***** Data for processing *****
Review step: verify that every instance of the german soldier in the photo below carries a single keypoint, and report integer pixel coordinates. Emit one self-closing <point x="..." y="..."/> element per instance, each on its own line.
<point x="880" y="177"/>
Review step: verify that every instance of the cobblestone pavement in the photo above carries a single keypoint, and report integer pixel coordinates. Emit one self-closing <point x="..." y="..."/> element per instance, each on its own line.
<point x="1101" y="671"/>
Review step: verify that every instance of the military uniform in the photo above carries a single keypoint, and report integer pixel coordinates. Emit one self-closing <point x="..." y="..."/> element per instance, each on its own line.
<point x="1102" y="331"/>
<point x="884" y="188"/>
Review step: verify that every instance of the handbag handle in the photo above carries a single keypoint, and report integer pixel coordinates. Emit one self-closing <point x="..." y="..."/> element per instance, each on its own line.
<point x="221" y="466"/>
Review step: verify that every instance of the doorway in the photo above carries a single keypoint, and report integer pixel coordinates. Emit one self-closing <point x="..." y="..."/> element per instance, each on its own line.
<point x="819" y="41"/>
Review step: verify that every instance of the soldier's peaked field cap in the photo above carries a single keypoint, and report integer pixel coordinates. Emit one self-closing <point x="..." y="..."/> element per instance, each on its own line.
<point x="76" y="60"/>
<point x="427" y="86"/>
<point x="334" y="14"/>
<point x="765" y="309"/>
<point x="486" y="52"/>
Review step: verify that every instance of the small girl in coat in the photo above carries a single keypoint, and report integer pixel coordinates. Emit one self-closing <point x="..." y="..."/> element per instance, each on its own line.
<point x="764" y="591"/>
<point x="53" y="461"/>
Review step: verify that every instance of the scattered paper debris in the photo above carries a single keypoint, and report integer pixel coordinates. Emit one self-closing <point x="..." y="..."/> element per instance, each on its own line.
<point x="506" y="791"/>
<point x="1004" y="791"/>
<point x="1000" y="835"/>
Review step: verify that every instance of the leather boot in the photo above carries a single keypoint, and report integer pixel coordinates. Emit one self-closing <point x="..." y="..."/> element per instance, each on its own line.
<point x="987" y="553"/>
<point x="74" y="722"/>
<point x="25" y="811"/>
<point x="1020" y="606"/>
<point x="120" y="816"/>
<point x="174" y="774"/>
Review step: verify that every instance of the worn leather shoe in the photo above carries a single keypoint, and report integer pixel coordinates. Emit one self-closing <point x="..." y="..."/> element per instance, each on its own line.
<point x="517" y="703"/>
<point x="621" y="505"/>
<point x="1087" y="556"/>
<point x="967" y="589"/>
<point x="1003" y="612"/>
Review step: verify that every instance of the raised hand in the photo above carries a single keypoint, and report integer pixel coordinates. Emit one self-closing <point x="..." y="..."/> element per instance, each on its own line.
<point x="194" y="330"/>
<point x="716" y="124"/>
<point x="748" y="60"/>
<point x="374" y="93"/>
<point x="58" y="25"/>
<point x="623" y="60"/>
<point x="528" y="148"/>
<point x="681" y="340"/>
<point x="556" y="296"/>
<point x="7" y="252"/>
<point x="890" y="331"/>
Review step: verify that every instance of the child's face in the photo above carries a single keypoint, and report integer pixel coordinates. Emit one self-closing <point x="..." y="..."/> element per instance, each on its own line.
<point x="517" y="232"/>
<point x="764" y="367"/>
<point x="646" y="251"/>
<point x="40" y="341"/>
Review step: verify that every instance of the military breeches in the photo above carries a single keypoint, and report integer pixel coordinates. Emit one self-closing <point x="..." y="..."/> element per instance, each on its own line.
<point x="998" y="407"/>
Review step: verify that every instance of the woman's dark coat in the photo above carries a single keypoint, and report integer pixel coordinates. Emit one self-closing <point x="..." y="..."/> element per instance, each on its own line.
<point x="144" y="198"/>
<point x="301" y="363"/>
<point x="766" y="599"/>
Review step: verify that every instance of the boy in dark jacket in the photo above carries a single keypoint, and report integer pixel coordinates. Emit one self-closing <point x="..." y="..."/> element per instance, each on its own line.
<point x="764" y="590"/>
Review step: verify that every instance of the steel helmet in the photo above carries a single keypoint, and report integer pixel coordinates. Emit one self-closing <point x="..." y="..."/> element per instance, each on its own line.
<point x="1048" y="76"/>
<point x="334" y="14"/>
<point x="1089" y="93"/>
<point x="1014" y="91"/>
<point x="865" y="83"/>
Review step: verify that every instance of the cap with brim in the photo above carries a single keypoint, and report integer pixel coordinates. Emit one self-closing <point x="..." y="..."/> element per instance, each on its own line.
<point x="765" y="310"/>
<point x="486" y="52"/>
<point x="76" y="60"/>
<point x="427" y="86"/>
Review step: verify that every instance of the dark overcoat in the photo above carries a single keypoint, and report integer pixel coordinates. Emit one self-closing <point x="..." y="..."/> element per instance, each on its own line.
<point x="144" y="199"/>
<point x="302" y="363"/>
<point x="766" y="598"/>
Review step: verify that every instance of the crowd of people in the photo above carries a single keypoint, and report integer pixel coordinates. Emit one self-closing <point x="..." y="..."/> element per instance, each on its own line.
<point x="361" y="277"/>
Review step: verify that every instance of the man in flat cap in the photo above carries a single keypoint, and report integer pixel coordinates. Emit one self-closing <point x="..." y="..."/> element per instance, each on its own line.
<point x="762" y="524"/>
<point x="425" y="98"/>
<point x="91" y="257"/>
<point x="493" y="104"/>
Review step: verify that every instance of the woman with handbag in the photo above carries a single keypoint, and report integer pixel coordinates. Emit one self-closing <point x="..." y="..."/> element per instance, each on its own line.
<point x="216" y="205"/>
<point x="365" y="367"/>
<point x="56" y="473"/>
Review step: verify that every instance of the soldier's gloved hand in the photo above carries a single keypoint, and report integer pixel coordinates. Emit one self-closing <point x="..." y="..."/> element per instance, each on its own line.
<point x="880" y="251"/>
*****
_What you are asked to do_: In full and exactly as written, reproduce the records above.

_Solution below_:
Review step: verify that every instance of the german soldier in the photo below carries a single keypoint, and report integer pixel coordinates. Emit one self-closing <point x="..." y="..."/> element per instance, each on its own line.
<point x="880" y="177"/>
Review step: verify that every instance of the cobblestone pavement in the photo above carries a single keypoint, and report integer pixel coordinates. Emit one self-closing <point x="..." y="..."/> element per instance, each on its own line.
<point x="1101" y="671"/>
Review step: verify that every instance of the military uniform in the photo above carries a single keypoint, and report integer pixel coordinates. Emit one self-closing <point x="..." y="..."/> element per instance, each on its own line.
<point x="1102" y="331"/>
<point x="884" y="188"/>
Review step: verify that every instance of the handbag handle in the photo above carries a single keypoint, and report integer pixel coordinates. Emit one self-closing <point x="..." y="..."/> element per instance, each on its own line.
<point x="221" y="466"/>
Review step: verify that every instance of the doorway in the photo above carries a single keypoint, and report integer pixel coordinates. Emit one self-closing <point x="..." y="..."/> element per instance, each on its own line.
<point x="819" y="41"/>
Review step: verify that every instance of the soldier's peaked field cap in the photo above carries a single keypoint, and report integer pixel coordinates. Emit one self-closing <point x="..." y="..."/> element per instance, each on its own line.
<point x="76" y="60"/>
<point x="427" y="86"/>
<point x="334" y="14"/>
<point x="765" y="309"/>
<point x="486" y="52"/>
Review step: verify that every instance of the small girl in coat in the photo above carries a single keypoint, and report integer pixel coordinates. Emit one self-closing <point x="..." y="..."/> element per instance, each on its own line.
<point x="764" y="591"/>
<point x="53" y="461"/>
Review step: verify that every instance of the scattered paper debris in the photo above carries a single keypoint, and report integer pixel coordinates. Emit one self-closing <point x="..." y="..."/> element per instance, each on its own line.
<point x="506" y="791"/>
<point x="1004" y="791"/>
<point x="1000" y="835"/>
Review step: verify that every instance of the leather boot in the photo above carries a single keypoint, and report integer pixel coordinates. Emit one self-closing <point x="..." y="..."/> element per instance, each on its own line.
<point x="987" y="553"/>
<point x="74" y="722"/>
<point x="25" y="811"/>
<point x="1020" y="606"/>
<point x="120" y="816"/>
<point x="174" y="774"/>
Review step: verify that every instance of the worn leather shoe in the photo above carries a single keypoint, and report integer pixel coordinates. Emit one self-closing <point x="..." y="..."/> element per instance, each on its own line.
<point x="517" y="703"/>
<point x="621" y="505"/>
<point x="1087" y="556"/>
<point x="967" y="589"/>
<point x="1003" y="612"/>
Review step: verify that every instance of the raised hand in the photo above carries a single keypoint, and report integer pixel coordinates. Emit one self-closing <point x="..." y="..."/> element per instance, each on its own line.
<point x="194" y="330"/>
<point x="716" y="124"/>
<point x="748" y="60"/>
<point x="374" y="93"/>
<point x="58" y="25"/>
<point x="623" y="60"/>
<point x="528" y="148"/>
<point x="681" y="340"/>
<point x="556" y="296"/>
<point x="7" y="252"/>
<point x="890" y="331"/>
Review step: verify that every instance of the child's face in the photo above carries a single keypoint, and report integer pixel coordinates. Emit one self-closing <point x="..." y="..."/> element per instance, each on its own line.
<point x="517" y="232"/>
<point x="764" y="367"/>
<point x="646" y="251"/>
<point x="40" y="341"/>
Review step: verify that every instance of the military breeches in the photo above carries a single keypoint, and report integer pixel coordinates. Emit one self-closing <point x="..." y="..."/> element per instance, each on its own line.
<point x="998" y="407"/>
Review step: verify that every instance of the woman's dark coat in the photo above carries a single keypoint, and report integer pixel coordinates. Emit one self-closing <point x="..." y="..."/> element per instance, each on its own line.
<point x="144" y="198"/>
<point x="301" y="363"/>
<point x="766" y="599"/>
Review step: verify that every instance of the boy in dark jacket in the photo above carries a single keypoint, and report integer pixel coordinates. Emit one self-closing <point x="..." y="..."/> element per instance, each on its own line.
<point x="764" y="590"/>
Review step: verify that every instance of the steel helmet in the photo above carries a single keypoint, and report integer pixel coordinates. Emit one self-closing <point x="..." y="..."/> element per instance, each on its own line.
<point x="1048" y="76"/>
<point x="334" y="14"/>
<point x="1089" y="93"/>
<point x="1014" y="91"/>
<point x="865" y="83"/>
Review step: verify that every instance of the cap with brim in the photo above carries a single keypoint, and report integer pixel coordinates. Emit one self-closing <point x="..." y="..."/> element per instance, each on its own line.
<point x="765" y="310"/>
<point x="486" y="52"/>
<point x="76" y="60"/>
<point x="427" y="86"/>
Review step: verify that every instance of the dark overcoat in the photo above carries a single keypoint, and report integer pixel coordinates. Emit one self-closing <point x="..." y="..."/> element per instance, each on its own line.
<point x="144" y="199"/>
<point x="302" y="363"/>
<point x="766" y="598"/>
Review step: verify that every instance of the crowd of people in the photo above carries a single keypoint, and report integer pixel coordinates. Emit one self-closing <point x="..." y="..."/> element per instance, each on its own line.
<point x="361" y="277"/>
Review step: verify that every instance of the man in flat cap in the photo above carries a single keypoint, and report integer pixel coordinates. Emit one self-closing <point x="..." y="..."/> element per instance, each on its own line.
<point x="762" y="524"/>
<point x="425" y="98"/>
<point x="91" y="257"/>
<point x="493" y="104"/>
Review step: verify that every instance of the woman with handbag in the photo above carries a single keypoint, and report integer pixel coordinates. Emit one self-closing <point x="..." y="..."/> element per instance, each on its own line.
<point x="216" y="205"/>
<point x="365" y="367"/>
<point x="56" y="473"/>
Review step: verify that every instance of the soldier's gloved hand in the photo above carries a single keypoint, and report integer pixel coordinates. Emit one self-closing <point x="..." y="..."/> element per instance, each on its own line.
<point x="880" y="251"/>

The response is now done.